== Listed entries ==
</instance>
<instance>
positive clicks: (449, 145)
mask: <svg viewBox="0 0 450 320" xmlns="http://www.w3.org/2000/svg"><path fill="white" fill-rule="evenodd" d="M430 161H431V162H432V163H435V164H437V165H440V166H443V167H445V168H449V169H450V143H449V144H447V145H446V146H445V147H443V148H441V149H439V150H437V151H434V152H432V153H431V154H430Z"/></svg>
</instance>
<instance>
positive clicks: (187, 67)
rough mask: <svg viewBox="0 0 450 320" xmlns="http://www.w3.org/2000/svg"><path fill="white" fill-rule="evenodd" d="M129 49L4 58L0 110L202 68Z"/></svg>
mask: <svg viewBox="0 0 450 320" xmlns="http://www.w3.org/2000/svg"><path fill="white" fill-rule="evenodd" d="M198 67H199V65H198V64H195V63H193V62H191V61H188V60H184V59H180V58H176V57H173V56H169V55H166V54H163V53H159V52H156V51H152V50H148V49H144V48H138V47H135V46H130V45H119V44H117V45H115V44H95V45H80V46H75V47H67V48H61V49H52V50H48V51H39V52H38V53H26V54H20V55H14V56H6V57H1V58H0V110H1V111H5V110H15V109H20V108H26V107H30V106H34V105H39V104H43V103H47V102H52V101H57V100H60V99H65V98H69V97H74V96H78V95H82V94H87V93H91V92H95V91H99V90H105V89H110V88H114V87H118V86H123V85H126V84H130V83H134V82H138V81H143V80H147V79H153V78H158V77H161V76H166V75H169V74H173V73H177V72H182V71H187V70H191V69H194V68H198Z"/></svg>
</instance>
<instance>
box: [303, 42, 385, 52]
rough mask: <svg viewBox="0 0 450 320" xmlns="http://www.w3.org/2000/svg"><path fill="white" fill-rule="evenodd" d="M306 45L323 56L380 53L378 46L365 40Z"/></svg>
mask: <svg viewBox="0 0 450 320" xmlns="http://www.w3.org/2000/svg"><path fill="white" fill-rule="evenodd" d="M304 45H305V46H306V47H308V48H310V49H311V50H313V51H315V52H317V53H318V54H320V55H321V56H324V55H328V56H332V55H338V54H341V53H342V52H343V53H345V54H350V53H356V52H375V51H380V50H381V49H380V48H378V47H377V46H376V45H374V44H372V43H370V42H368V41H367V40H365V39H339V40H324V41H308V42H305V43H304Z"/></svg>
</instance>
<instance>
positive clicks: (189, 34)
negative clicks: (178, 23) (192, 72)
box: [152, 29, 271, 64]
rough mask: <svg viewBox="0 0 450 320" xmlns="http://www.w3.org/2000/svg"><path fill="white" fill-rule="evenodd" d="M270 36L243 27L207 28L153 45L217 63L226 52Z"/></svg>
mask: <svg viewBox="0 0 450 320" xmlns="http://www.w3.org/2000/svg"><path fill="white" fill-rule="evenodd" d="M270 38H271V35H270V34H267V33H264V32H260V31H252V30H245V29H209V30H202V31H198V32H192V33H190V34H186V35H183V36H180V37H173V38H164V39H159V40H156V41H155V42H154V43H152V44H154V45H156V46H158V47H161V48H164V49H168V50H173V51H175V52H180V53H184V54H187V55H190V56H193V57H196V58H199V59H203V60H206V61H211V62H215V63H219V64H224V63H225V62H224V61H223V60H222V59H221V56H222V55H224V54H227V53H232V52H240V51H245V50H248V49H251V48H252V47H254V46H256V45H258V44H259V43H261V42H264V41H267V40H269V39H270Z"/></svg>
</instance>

== Brief ==
Each line of the listing is to be printed again, unchanged.

== Completed exercise ==
</instance>
<instance>
positive clicks: (449, 145)
mask: <svg viewBox="0 0 450 320" xmlns="http://www.w3.org/2000/svg"><path fill="white" fill-rule="evenodd" d="M430 161H431V162H432V163H435V164H437V165H440V166H443V167H445V168H449V169H450V143H449V144H447V145H446V146H445V147H443V148H441V149H439V150H437V151H434V152H432V153H431V154H430Z"/></svg>
</instance>
<instance>
positive clicks: (187, 67)
rough mask: <svg viewBox="0 0 450 320" xmlns="http://www.w3.org/2000/svg"><path fill="white" fill-rule="evenodd" d="M129 49L4 58L0 110L202 68Z"/></svg>
mask: <svg viewBox="0 0 450 320" xmlns="http://www.w3.org/2000/svg"><path fill="white" fill-rule="evenodd" d="M198 67H199V65H198V64H195V63H193V62H191V61H188V60H184V59H180V58H176V57H173V56H169V55H166V54H163V53H159V52H156V51H152V50H148V49H144V48H138V47H135V46H130V45H119V44H117V45H115V44H95V45H80V46H75V47H67V48H61V49H52V50H48V51H39V52H38V53H26V54H20V55H14V56H6V57H1V58H0V110H1V111H5V110H15V109H20V108H26V107H30V106H34V105H39V104H43V103H47V102H52V101H57V100H60V99H65V98H69V97H74V96H78V95H82V94H87V93H91V92H95V91H99V90H105V89H110V88H114V87H118V86H123V85H126V84H130V83H134V82H138V81H143V80H147V79H153V78H158V77H161V76H166V75H169V74H173V73H177V72H182V71H187V70H191V69H194V68H198Z"/></svg>
</instance>
<instance>
box: [303, 42, 385, 52]
rough mask: <svg viewBox="0 0 450 320" xmlns="http://www.w3.org/2000/svg"><path fill="white" fill-rule="evenodd" d="M306 45L323 56L380 53L378 46L365 40Z"/></svg>
mask: <svg viewBox="0 0 450 320" xmlns="http://www.w3.org/2000/svg"><path fill="white" fill-rule="evenodd" d="M304 45H305V46H306V47H308V48H310V49H311V50H313V51H315V52H317V53H318V54H320V55H321V56H324V55H328V56H332V55H338V54H341V53H342V52H343V53H345V54H350V53H356V52H375V51H380V50H381V49H380V48H378V47H377V46H376V45H374V44H372V43H370V42H368V41H367V40H365V39H339V40H324V41H308V42H305V43H304Z"/></svg>
</instance>
<instance>
positive clicks: (189, 34)
negative clicks: (178, 23) (192, 72)
box: [152, 29, 271, 64]
rough mask: <svg viewBox="0 0 450 320" xmlns="http://www.w3.org/2000/svg"><path fill="white" fill-rule="evenodd" d="M270 36L243 27L207 28L153 45L217 63L226 52Z"/></svg>
mask: <svg viewBox="0 0 450 320" xmlns="http://www.w3.org/2000/svg"><path fill="white" fill-rule="evenodd" d="M270 38H271V35H270V34H267V33H264V32H260V31H252V30H245V29H209V30H202V31H198V32H192V33H190V34H186V35H183V36H180V37H173V38H164V39H159V40H156V41H155V42H154V43H152V44H154V45H156V46H158V47H161V48H164V49H168V50H173V51H175V52H180V53H184V54H187V55H190V56H193V57H196V58H199V59H203V60H206V61H211V62H215V63H219V64H224V63H225V62H224V61H223V60H222V59H221V56H222V55H224V54H227V53H232V52H240V51H245V50H248V49H251V48H252V47H254V46H256V45H258V44H259V43H261V42H264V41H267V40H269V39H270Z"/></svg>
</instance>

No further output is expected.